Point annotation records:
<<<<

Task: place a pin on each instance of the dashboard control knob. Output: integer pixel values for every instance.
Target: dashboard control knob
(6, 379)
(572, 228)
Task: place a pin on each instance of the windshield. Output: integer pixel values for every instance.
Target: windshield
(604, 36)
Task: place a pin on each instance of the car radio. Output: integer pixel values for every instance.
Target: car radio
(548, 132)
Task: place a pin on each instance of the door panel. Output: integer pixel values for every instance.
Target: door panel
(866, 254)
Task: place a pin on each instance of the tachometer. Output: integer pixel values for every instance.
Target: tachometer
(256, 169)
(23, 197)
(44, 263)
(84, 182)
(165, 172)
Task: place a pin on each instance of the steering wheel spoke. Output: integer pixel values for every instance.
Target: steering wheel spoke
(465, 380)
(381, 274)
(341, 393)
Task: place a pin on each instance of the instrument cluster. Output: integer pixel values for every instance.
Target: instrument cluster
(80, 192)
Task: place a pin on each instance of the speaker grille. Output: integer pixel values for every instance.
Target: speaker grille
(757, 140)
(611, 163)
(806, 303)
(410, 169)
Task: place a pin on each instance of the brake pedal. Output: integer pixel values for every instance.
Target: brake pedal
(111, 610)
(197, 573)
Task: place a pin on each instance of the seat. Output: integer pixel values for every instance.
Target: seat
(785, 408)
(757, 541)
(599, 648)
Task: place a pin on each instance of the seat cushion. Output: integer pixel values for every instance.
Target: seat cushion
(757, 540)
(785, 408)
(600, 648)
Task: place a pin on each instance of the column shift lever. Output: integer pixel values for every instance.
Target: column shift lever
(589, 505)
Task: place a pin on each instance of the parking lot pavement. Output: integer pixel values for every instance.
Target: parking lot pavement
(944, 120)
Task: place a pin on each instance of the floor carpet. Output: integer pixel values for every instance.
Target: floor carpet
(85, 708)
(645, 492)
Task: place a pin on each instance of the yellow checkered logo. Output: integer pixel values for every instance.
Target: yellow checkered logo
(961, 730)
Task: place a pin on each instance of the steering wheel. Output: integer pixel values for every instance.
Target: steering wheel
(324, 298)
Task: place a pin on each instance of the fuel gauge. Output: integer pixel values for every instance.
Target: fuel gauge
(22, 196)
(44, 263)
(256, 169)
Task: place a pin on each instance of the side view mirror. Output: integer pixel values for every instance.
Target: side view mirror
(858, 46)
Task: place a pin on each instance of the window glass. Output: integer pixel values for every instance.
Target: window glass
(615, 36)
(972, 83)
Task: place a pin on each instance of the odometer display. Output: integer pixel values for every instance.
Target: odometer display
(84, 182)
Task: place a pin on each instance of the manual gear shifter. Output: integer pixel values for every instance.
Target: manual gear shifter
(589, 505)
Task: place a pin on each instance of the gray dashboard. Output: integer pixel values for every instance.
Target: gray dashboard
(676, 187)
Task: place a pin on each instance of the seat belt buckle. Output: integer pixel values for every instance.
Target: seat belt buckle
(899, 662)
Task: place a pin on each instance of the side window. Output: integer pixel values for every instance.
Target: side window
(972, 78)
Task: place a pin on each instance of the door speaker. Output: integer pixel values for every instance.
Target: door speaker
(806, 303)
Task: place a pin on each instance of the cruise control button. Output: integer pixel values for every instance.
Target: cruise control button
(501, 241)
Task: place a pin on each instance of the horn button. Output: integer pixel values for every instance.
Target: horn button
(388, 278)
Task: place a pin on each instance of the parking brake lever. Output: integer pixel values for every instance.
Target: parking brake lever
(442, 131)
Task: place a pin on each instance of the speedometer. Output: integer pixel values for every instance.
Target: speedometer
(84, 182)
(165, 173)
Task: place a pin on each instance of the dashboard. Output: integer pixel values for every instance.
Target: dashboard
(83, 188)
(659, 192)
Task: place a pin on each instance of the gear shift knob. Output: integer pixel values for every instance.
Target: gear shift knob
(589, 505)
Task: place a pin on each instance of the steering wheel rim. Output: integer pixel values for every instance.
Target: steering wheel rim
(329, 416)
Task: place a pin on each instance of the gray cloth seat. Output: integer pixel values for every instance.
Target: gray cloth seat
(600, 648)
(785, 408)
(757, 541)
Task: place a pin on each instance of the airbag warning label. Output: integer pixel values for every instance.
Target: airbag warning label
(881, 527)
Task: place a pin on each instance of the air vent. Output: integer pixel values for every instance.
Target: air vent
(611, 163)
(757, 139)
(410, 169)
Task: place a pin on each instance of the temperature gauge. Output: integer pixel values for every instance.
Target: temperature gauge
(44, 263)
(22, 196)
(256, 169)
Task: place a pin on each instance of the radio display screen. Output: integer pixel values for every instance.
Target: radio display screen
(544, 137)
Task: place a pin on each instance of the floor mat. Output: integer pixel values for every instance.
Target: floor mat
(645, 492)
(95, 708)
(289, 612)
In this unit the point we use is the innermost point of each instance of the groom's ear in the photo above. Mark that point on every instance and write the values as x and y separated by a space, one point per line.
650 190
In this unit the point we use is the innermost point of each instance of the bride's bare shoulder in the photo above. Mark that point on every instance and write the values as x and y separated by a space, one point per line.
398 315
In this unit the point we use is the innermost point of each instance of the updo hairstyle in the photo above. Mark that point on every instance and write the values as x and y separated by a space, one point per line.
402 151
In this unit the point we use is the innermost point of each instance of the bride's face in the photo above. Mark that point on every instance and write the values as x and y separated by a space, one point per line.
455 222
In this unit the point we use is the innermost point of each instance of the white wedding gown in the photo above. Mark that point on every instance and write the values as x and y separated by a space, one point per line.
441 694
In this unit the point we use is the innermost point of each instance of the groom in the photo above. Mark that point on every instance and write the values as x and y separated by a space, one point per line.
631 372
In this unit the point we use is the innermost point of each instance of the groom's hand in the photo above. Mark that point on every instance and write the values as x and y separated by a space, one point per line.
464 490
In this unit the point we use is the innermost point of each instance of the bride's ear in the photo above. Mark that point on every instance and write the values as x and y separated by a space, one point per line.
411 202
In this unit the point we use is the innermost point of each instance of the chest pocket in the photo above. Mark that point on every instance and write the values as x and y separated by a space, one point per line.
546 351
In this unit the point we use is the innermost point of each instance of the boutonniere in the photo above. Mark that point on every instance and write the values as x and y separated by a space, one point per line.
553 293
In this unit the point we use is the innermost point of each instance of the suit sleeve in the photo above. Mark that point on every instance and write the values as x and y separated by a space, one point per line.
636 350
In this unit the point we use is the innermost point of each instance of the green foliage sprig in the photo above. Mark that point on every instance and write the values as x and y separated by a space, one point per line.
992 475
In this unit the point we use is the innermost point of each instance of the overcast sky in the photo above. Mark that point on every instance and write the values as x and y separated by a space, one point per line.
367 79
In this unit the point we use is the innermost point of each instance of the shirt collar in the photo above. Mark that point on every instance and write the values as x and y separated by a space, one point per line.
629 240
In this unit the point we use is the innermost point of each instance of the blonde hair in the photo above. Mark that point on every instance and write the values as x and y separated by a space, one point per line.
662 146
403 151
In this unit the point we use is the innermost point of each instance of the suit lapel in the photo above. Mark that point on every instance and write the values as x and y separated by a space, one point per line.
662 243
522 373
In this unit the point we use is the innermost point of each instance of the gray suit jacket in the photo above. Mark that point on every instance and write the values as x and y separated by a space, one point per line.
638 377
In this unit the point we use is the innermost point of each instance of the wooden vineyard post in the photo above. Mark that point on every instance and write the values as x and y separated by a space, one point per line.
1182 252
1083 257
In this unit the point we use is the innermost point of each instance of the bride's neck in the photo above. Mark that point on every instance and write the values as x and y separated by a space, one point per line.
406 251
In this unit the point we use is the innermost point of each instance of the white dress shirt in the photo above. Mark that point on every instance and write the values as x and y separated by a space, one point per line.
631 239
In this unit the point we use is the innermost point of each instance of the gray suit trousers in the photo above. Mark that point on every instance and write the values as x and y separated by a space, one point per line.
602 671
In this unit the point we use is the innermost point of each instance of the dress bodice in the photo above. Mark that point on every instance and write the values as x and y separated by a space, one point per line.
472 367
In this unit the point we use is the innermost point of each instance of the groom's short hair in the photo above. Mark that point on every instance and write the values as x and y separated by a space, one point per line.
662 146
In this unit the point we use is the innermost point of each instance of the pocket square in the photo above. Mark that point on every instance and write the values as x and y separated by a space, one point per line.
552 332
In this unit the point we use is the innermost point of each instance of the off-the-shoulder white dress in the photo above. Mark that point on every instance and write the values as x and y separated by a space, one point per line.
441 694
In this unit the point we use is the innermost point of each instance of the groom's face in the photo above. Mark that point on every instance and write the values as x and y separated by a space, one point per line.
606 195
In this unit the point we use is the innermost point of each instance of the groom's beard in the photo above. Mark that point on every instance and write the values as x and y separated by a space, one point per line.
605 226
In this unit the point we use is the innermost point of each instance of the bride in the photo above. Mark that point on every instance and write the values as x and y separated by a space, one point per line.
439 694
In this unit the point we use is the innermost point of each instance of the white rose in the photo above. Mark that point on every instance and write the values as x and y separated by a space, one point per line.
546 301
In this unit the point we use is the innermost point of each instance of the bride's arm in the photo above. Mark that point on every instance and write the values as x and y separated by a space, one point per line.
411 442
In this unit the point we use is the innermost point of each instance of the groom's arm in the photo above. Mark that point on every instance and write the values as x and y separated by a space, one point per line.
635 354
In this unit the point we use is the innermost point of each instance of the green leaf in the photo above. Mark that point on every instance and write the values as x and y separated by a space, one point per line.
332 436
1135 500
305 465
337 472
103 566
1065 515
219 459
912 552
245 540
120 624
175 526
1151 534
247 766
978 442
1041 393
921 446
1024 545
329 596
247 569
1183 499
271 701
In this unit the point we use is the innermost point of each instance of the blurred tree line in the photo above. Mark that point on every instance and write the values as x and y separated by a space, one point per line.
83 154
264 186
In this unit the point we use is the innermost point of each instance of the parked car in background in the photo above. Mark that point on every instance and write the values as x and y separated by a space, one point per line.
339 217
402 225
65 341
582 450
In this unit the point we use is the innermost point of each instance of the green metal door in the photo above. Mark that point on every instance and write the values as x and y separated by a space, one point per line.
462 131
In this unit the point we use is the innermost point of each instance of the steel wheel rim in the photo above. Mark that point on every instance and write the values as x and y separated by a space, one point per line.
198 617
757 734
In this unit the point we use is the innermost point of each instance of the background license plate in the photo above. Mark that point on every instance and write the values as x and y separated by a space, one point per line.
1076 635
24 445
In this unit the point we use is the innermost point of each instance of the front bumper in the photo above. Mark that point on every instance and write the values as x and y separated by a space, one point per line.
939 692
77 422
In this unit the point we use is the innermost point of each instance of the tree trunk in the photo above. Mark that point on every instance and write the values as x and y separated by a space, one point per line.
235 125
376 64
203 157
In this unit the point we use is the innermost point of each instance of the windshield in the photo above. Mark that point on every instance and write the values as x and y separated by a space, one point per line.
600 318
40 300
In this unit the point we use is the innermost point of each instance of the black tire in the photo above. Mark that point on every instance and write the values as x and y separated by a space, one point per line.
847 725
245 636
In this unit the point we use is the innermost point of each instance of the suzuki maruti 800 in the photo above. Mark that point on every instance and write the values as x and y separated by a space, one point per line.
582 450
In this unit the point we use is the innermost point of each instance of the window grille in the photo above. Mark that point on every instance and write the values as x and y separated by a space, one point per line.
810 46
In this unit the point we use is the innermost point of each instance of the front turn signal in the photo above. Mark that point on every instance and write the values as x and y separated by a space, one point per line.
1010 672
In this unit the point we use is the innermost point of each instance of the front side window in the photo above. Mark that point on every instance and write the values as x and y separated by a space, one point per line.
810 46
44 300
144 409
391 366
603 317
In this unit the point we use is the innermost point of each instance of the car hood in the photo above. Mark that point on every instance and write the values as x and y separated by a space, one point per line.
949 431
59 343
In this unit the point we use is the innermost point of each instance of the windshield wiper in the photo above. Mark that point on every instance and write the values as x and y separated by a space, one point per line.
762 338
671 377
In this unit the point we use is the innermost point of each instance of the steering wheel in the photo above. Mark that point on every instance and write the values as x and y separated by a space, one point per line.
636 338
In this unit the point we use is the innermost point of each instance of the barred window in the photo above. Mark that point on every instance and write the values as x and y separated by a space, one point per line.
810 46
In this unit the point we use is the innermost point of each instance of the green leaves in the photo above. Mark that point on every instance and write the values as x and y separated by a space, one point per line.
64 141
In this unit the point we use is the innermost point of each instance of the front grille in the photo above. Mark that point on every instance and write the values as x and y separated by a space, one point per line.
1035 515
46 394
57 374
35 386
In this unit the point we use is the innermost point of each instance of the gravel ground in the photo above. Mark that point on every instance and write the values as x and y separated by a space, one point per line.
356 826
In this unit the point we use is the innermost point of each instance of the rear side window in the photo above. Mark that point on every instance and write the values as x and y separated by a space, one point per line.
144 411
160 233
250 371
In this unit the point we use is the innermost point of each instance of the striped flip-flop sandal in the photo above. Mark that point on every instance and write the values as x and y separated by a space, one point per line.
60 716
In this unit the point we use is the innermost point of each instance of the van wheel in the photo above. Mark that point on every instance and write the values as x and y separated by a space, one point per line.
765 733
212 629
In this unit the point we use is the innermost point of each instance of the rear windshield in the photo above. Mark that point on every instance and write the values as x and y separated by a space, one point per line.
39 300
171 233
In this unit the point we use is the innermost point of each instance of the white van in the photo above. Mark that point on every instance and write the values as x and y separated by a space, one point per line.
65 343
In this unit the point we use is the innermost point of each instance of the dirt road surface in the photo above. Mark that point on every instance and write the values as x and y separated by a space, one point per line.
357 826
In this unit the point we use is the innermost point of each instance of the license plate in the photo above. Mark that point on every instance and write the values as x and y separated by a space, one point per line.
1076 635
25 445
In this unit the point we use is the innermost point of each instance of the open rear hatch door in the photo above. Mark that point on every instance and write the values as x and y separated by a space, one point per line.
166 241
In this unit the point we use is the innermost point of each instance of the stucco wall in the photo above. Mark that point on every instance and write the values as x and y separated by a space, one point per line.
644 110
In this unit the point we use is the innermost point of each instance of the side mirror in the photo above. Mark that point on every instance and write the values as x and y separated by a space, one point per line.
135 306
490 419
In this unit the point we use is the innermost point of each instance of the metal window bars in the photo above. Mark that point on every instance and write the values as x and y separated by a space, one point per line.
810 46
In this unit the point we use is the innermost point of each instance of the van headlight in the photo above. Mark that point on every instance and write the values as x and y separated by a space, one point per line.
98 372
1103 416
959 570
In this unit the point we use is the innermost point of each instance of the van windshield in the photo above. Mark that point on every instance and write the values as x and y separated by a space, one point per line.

>>>>

Exercise details →
Keep only the lines from the one containing "of the stucco" to the end of the entries, and repeat them exactly.

Response →
In this unit the point we use is the innermost point of each instance of the stucco wall in the photo above. Mark that point on every instance and write the values as x and y separated by a space, one point per line.
644 110
In this unit the point we use is the innermost point of each instance of the side mirror in the photo above. Mark that point on every instance and write the values as x and y separated by a space, one point per line.
135 306
490 419
In this unit the point we use is the innermost point of each instance of the metal window bars in the photo above. Mark that point on every instance and write the values as x and y separated by a space, one point per line.
810 46
In this unit the point we use is the innermost point of each instance of the van headlight in the photo above. Mark that point on every instance and write the values as x and y separated by a space, one point per line.
98 372
1103 416
959 570
In this unit the point we use is the innermost point of each instance of the van windshield in the photo above. Mark that point on every instance and write the values as x and y separated by a space, one point per line.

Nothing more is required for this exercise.